Given passage
Rank flagged functions by: number of thresholds exceeded (descending), then LOC
(descending). Cap output at 15 functions per file, 25 per directory.
Why these metrics, not cyclomatic/cognitive complexity
LOC is the most stable defect predictor across all major studies (Menzies, Hatton,
Lessmann). Cyclomatic complexity correlates with LOC at r > 0.9 -- it catches
nothing LOC misses. Cognitive complexity adds only 5.26% accuracy and the Clippy
team placed their implementation in the restriction group as unreliable for Rust.
Independent threshold checks are transparent and evidence-based.
Rust match discount
An exhaustive match on an enum with <= 6 variants counts as nesting +0 (no increment).
Rust's exhaustive matching is a type-safety mechanism, not decision complexity. A
match on Result<T, E> or a 4-variant enum is idiomatic.
A match on a runtime value (integer, string) or an enum with >6 variants counts
as normal nesting +1.
Phase 2: Classification
For each flagged function, read it and its surrounding context (enclosing impl,
module doc, called functions). Classify as:
- ESSENTIAL -- complexity is inherent to the problem domain; leave alone
- ACCIDENTAL -- complexity is reducible; suggestions follow
- MIXED -- some essential, some accidental; suggestions target only the accidental part
Use these tests to make the judgment:
-
Domain necessity: Would a clean-room reimplementation solving the same problem
have similar structure? If yes, the complexity is essential.
-
Error handling: Does each branch handle a semantically distinct error case with
distinct recovery (logging, circuit breaker signaling, metrics, cleanup)? If yes,
the branching is essential -- not reducible by collapsing.

Instruction
Repeat verbatim the part of the complexity guidelines above, starting with "Rust's exhaustive matching" and going on through "normal nesting +1.".

Provided material
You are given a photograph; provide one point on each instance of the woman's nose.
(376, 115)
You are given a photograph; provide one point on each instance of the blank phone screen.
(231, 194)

Right answer
Rust's exhaustive matching is a type-safety mechanism, not decision complexity. A
match on Result<T, E> or a 4-variant enum is idiomatic.
A match on a runtime value (integer, string) or an enum with >6 variants counts
as normal nesting +1.